**Task requirements**
1/ In the microscope problem, what focal length does the eyepiece have?
2/ Swap "eyepiece" for "ocular" in the microscope problem and write out everything from "Understand the Problem" down to "of the microscope.".
═════ Extract
Resolution of a Microscope. The image formed by a microscope objective with a focal length of 5.00 \(\mathrm{mm}\) is 160 \(\mathrm{mm}\) from its second focal point. The eyepiece has a focal length of 26.0 \(\mathrm{mm}\) . (a) What is the angular magnification of the microscope? (b) The unaided eye can distinguish two points at its near point as separate if they are about 0.10 \(\mathrm{mm}\) apart. What is the minimum separation between two points that can be observed (or resolved) through this microscope?

Short Answer

Expert verified
(a) 308.44. (b) 0.000324 mm.

Step by step solution

01

Understand the Problem

We are given a microscope with an objective of focal length 5 mm and an image that is formed 160 mm from the second focal point of the objective lens. The eyepiece has a focal length of 26 mm. We need to find the angular magnification and the resolution of the microscope.
══════════
═════ Listed entries
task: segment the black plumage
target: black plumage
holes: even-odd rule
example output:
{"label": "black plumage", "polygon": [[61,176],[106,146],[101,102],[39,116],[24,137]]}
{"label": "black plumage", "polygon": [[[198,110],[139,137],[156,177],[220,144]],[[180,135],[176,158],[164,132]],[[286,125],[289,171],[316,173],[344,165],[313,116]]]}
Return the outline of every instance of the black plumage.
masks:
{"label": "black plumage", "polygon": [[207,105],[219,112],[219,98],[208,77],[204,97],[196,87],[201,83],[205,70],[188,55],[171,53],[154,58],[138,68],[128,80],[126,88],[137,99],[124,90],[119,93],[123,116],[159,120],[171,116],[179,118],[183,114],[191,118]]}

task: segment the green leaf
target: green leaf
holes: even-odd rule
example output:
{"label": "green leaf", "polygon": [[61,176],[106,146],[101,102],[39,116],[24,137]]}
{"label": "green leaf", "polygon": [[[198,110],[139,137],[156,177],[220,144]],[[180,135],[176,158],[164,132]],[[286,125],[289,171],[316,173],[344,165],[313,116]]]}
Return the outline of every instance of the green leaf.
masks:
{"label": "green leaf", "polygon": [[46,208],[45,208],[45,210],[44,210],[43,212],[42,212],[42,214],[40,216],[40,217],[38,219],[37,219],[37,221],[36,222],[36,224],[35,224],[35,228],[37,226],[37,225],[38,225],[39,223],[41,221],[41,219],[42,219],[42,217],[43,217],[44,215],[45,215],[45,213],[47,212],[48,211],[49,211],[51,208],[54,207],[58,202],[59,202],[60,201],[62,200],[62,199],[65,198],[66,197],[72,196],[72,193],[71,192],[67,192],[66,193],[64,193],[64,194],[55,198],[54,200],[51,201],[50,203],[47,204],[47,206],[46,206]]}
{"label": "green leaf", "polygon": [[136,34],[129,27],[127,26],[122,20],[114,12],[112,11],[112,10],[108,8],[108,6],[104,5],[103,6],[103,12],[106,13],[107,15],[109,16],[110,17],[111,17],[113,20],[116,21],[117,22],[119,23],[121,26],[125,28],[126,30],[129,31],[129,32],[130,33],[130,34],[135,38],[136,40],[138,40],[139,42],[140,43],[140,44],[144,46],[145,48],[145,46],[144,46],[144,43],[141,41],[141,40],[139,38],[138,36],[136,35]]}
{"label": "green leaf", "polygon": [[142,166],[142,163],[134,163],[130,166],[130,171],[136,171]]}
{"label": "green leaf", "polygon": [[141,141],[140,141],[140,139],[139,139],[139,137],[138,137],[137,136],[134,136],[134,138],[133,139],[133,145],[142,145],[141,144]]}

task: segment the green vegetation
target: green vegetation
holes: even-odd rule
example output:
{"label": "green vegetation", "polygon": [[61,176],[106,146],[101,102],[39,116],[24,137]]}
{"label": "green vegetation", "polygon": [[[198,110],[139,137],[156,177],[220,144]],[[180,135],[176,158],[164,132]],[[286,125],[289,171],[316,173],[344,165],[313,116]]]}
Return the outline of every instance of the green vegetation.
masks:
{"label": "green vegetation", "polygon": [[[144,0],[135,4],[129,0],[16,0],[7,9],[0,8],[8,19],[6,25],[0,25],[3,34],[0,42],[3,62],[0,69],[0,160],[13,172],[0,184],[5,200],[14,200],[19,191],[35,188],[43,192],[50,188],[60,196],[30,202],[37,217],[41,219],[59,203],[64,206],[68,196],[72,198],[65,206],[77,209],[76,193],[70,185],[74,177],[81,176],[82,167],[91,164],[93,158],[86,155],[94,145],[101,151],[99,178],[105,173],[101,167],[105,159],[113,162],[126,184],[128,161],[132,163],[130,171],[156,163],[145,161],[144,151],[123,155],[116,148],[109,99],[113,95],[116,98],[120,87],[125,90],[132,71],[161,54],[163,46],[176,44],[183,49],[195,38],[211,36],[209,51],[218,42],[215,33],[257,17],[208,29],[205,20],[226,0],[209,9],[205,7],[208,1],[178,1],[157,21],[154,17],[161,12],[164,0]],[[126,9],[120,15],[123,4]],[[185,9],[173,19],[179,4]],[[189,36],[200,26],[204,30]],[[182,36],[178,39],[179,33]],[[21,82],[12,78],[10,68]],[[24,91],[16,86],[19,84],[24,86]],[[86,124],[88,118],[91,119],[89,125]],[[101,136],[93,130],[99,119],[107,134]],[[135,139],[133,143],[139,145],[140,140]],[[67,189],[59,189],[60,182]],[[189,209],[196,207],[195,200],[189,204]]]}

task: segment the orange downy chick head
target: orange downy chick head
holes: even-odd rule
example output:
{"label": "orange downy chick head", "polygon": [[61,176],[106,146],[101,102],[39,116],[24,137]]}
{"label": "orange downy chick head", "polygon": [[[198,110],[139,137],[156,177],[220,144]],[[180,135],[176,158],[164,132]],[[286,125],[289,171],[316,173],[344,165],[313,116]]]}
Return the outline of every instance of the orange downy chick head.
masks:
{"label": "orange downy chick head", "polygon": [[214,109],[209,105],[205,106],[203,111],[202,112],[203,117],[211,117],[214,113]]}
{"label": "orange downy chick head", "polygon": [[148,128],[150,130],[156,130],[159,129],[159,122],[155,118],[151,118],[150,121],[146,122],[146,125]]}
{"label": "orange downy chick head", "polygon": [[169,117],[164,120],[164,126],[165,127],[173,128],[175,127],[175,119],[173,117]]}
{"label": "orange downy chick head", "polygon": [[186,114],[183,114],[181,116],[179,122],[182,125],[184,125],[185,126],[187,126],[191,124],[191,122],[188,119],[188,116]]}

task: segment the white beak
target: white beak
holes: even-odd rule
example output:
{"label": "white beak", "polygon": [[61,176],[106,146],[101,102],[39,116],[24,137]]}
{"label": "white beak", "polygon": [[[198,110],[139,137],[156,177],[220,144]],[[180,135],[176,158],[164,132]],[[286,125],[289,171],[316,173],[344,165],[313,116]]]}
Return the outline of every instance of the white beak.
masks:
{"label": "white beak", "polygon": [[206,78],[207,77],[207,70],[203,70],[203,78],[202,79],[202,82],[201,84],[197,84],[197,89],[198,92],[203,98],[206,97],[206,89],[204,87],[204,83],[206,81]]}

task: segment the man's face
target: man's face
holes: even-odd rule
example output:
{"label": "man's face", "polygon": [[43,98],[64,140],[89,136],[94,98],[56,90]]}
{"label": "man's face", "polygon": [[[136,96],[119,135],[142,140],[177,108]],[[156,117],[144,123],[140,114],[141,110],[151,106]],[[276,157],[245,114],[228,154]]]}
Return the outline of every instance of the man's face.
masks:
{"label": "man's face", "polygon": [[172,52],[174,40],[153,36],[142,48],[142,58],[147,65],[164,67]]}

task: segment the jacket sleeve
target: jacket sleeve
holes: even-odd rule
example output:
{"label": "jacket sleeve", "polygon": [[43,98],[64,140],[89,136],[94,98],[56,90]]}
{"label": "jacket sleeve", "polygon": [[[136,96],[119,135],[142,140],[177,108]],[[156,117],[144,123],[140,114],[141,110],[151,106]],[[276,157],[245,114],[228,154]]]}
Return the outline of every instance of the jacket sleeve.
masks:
══════════
**Solutions below**
1/ 26.0 mm

2/
Understand the Problem

We are given a microscope with an objective of focal length 5 mm and an image that is formed 160 mm from the second focal point of the objective lens. The ocular has a focal length of 26 mm. We need to find the angular magnification and the resolution of the microscope.